**ENTRIES SHOWN**
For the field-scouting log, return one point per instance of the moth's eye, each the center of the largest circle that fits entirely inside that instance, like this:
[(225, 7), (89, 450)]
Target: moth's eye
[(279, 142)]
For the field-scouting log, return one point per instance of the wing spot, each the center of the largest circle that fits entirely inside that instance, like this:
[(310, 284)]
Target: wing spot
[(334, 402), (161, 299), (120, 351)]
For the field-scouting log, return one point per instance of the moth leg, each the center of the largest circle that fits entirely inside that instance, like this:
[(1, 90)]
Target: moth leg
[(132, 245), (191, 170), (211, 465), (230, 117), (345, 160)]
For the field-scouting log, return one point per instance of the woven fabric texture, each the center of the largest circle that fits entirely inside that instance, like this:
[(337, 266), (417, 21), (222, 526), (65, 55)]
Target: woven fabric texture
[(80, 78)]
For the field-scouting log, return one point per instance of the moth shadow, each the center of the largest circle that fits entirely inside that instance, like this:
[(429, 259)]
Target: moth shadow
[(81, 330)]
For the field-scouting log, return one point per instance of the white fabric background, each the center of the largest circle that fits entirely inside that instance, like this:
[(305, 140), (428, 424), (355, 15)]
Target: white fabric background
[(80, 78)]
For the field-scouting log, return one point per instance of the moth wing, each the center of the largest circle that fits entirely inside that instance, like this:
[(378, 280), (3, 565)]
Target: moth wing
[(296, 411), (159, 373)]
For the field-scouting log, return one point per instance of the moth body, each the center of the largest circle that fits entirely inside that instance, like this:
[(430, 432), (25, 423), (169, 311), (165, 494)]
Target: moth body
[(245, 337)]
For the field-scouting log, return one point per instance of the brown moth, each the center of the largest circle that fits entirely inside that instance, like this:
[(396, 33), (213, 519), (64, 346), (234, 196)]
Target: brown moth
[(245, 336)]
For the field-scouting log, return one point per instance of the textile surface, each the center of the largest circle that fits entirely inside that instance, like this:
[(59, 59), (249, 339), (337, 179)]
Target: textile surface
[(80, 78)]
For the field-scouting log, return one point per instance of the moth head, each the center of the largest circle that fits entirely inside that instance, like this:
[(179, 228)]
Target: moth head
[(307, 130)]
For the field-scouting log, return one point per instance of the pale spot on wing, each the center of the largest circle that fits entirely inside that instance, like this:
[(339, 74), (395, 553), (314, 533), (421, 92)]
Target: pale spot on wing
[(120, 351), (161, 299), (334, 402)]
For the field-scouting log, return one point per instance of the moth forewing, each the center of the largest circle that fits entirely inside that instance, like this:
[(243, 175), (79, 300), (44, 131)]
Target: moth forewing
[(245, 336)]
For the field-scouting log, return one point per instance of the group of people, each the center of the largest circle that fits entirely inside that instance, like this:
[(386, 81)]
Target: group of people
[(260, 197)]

**AIM**
Could you rewrite the rows above, changing every "field-scouting log" to "trap-count sheet" and keeping everything else the same?

**RESULT**
For the trap-count sheet, return one point per instance of the moth's eye, each the center of the largest circle that fits entirely inside that instance, like this:
[(225, 7), (89, 450)]
Target: moth's eye
[(279, 142)]
For the trap-count sheet, return one point per instance of the wing spot, each the center of the largest circle that fits entirely inside that instance, like this:
[(310, 284)]
Target: wing spot
[(334, 402), (161, 299), (120, 351)]
For the trap-count sheet, return one point per instance of the moth leg, each the center of the largest circle that fits entirely inside that instance, like this:
[(1, 90)]
Target: moth leg
[(132, 245), (191, 170), (211, 465), (230, 117), (345, 160)]
For the trap-count sheet, return one point per instance of the woven fabric texture, each the center of the largest circle that fits entirely inside that instance, like this:
[(337, 266), (417, 21), (222, 526), (65, 55)]
Target: woven fabric texture
[(80, 78)]
For the trap-count sheet, return one point per instance of the moth shadow, each the center of the largest circle that fits entirely inside that instance, like this:
[(429, 259)]
Target: moth shadow
[(81, 330)]
For the trap-count sheet, return one point per instance of the white fabric background, each the center of the largest circle that fits entirely inside that instance, like this:
[(305, 140), (428, 424), (355, 15)]
Target: white fabric background
[(80, 78)]
For the trap-count sheet, return one point per instance of the moth wing, each the center of the largest circle that fits entirely inside that instance, like this:
[(378, 280), (3, 565)]
Target: moth wing
[(296, 411), (159, 373)]
For the trap-count sheet, return one point per instance of the moth body, each the center of the largest circle that fits entirely inside that instance, like this:
[(430, 432), (25, 423), (169, 311), (165, 494)]
Target: moth body
[(245, 337)]
For the trap-count sheet, return one point per instance of the brown moth, each the center of the largest circle that fits entirely inside that instance, like this:
[(396, 33), (213, 519), (64, 346), (234, 196)]
Target: brown moth
[(245, 336)]
For the trap-count sheet, return one point per instance of the textile surface, each the center of the largest circle that fits entirely inside that instance, like this:
[(59, 59), (249, 339), (337, 179)]
Target: textile surface
[(80, 78)]
For the trap-count sheet, return one point per instance of the moth head, each the center of the largest circle that fits entirely inside that instance, like this:
[(179, 228)]
Target: moth head
[(307, 130)]
For the trap-count sheet, return one point per instance of the pale spot on wing, each the center of the largest circle that fits entirely inside that instance, like this:
[(339, 74), (395, 553), (314, 533), (421, 92)]
Target: pale spot on wing
[(120, 351), (161, 299), (334, 402)]
For the trap-count sheet, return one point per instance of the moth forewing, each the center of the largest circle that fits entirely inside that instance, like this:
[(243, 175), (79, 300), (44, 131)]
Target: moth forewing
[(245, 336)]
For the trap-count sheet, return one point per instance of the group of people, each the center of the largest circle that fits entirely inside that instance, like this:
[(386, 81)]
Target: group of people
[(260, 197)]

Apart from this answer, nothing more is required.